▸ Materials provided:
====================

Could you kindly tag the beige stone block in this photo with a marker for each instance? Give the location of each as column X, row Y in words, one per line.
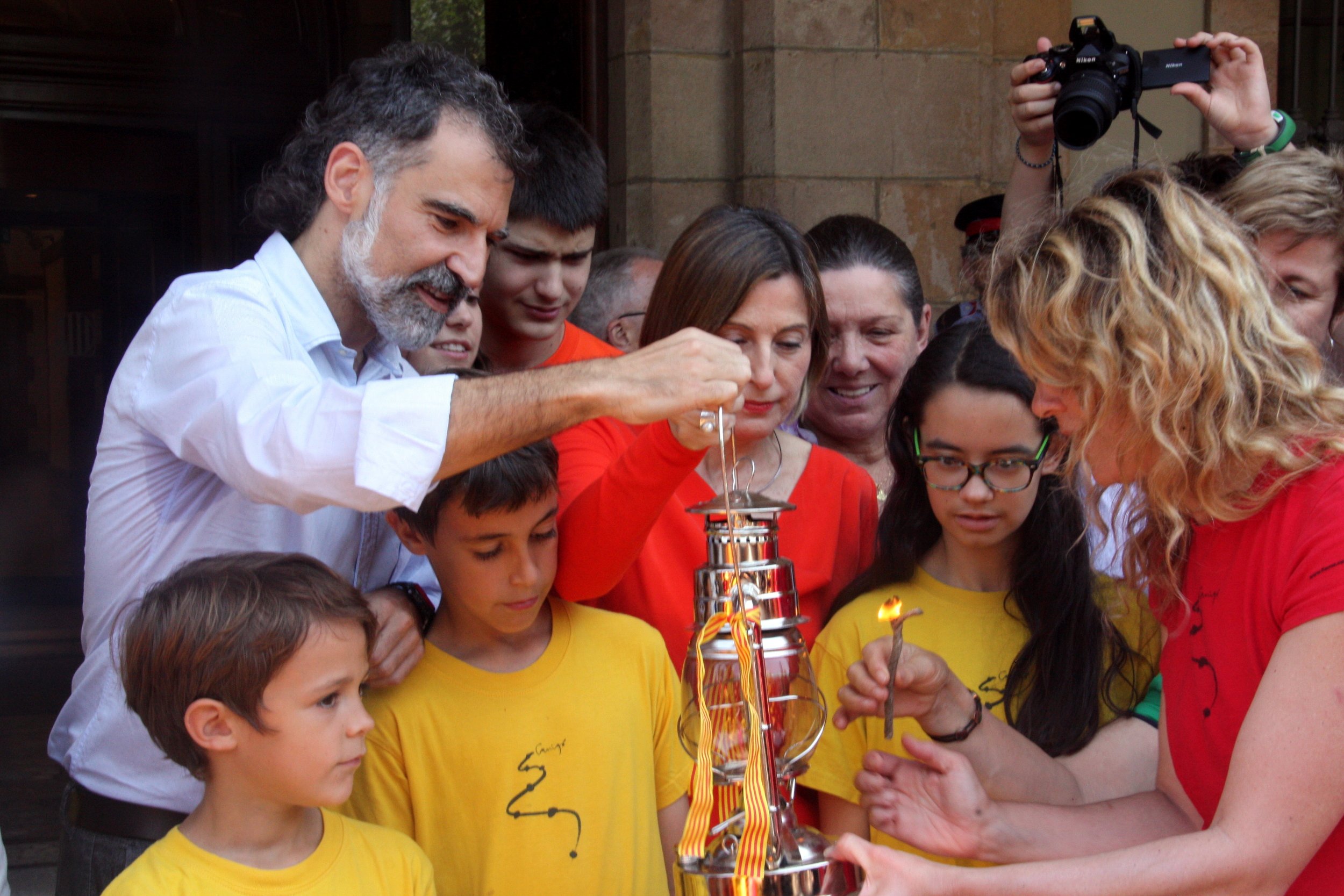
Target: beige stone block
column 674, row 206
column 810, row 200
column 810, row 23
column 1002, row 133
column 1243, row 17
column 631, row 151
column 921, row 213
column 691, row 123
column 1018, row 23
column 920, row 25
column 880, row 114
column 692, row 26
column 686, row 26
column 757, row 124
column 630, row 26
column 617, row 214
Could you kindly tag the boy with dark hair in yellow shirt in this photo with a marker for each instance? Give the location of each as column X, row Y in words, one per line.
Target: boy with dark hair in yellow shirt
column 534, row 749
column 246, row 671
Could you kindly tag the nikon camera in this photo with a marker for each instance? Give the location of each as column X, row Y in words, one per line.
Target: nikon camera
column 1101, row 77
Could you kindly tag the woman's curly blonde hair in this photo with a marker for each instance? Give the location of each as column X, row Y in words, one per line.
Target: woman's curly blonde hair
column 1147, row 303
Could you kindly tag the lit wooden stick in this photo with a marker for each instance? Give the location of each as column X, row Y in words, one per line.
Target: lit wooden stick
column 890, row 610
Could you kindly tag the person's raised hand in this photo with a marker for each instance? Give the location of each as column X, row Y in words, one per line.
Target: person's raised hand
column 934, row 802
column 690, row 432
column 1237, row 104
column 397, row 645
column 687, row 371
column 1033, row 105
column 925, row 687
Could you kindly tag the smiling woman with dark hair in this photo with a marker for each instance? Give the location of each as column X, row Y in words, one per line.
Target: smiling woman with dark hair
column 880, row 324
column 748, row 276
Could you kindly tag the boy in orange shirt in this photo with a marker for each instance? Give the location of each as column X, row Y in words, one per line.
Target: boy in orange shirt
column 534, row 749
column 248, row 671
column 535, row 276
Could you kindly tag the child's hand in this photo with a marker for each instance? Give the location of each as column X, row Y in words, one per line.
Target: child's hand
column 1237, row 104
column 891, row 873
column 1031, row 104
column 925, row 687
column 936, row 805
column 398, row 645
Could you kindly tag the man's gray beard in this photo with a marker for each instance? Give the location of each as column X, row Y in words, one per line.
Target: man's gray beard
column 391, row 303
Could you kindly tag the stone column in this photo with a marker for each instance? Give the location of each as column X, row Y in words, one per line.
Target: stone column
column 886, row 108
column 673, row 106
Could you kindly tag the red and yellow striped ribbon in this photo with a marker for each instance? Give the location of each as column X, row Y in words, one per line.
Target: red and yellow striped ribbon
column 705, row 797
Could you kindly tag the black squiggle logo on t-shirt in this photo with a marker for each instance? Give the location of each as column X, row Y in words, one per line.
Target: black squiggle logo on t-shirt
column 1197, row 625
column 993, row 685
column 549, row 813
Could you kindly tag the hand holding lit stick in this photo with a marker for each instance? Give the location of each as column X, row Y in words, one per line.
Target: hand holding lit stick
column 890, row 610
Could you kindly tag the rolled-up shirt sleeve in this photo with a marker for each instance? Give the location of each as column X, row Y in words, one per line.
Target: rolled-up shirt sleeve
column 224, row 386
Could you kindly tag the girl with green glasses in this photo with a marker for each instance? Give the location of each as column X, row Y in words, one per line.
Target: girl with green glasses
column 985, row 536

====================

Put the items into a two-column CSV with the headers input and output, one row per item, holding its text and its answer, each in a single quoted field with line breaks changed to spaces. Begin at the line that has "Could you kindly tag the stone" and stop after the line that has "column 673, row 106".

▸ Exercise response:
input,output
"Could you kindly tag the stone column in this photo with a marker for each instance? Give the location of each as column X, row Y in words, one per line. Target: stone column","column 886, row 108 column 673, row 106"